YOUR GOAL » Would you please return all of the entries below exactly as shown?

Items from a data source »
•••••
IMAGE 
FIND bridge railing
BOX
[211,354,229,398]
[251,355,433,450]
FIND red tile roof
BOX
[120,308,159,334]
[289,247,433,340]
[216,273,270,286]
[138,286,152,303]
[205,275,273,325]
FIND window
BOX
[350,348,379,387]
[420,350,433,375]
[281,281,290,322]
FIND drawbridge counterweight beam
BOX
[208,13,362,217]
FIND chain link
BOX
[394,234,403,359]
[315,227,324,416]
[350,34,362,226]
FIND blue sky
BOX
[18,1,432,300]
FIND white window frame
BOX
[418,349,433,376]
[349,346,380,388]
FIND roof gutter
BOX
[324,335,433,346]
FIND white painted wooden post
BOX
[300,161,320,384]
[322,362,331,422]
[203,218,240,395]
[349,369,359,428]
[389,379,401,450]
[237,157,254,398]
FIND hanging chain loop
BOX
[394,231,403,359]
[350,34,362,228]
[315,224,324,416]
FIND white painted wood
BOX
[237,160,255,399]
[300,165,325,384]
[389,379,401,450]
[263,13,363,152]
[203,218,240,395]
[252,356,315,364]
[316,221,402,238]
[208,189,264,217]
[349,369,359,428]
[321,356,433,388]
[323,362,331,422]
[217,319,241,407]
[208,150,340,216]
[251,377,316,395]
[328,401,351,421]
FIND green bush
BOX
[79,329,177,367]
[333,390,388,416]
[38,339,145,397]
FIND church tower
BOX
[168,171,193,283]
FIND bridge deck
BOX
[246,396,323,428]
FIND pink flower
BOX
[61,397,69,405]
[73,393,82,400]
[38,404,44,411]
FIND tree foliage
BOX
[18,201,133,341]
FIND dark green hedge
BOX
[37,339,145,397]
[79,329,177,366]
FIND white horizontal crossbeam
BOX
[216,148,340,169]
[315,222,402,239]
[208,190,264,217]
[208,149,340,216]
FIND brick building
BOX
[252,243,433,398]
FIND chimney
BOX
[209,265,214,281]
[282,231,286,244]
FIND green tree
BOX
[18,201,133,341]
•••••
FINISHED TASK »
IMAGE 
FIND bridge railing
BOX
[211,354,229,398]
[251,355,433,450]
FIND red tile roof
BOX
[120,308,159,334]
[289,247,433,340]
[216,273,270,286]
[138,286,152,303]
[205,275,273,325]
FIND window
BOX
[350,348,379,387]
[420,350,433,375]
[281,281,290,322]
FIND drawbridge counterweight beam
BOX
[208,13,362,217]
FIND chain link
BOX
[394,234,403,359]
[315,227,324,416]
[350,34,362,226]
FIND blue sky
BOX
[18,1,432,300]
FIND white window frame
BOX
[418,349,433,376]
[349,346,380,388]
FIND roof gutter
BOX
[324,335,433,346]
FIND white painted wooden post
BOX
[300,161,320,384]
[322,362,331,422]
[203,218,240,395]
[349,369,359,428]
[389,379,401,450]
[237,157,254,398]
FIND hanging chain loop
BOX
[394,231,403,359]
[350,34,362,228]
[315,224,324,416]
FIND white painted wood
BOX
[237,160,255,399]
[300,165,325,384]
[389,379,401,450]
[263,13,363,152]
[203,218,240,395]
[252,356,315,364]
[316,221,402,238]
[208,189,264,217]
[349,369,359,428]
[321,356,433,388]
[323,362,331,422]
[217,319,241,407]
[208,150,340,216]
[251,377,316,395]
[328,401,351,421]
FIND green bush
BOX
[79,329,177,367]
[333,390,388,416]
[38,339,145,397]
FIND church tower
BOX
[168,171,193,283]
FIND bridge deck
BOX
[246,396,323,428]
FIND pink flower
BOX
[61,397,69,405]
[73,393,82,400]
[38,404,44,411]
FIND tree foliage
BOX
[18,201,133,341]
FIND dark green hedge
BOX
[37,339,145,397]
[79,329,177,366]
FIND white horizontal crossbeam
BOX
[216,148,340,169]
[315,222,402,239]
[208,190,264,217]
[208,149,340,216]
FIND brick building
BOX
[252,243,433,398]
FIND chimney
BOX
[209,265,214,281]
[282,231,286,244]
FIND green tree
BOX
[18,201,133,341]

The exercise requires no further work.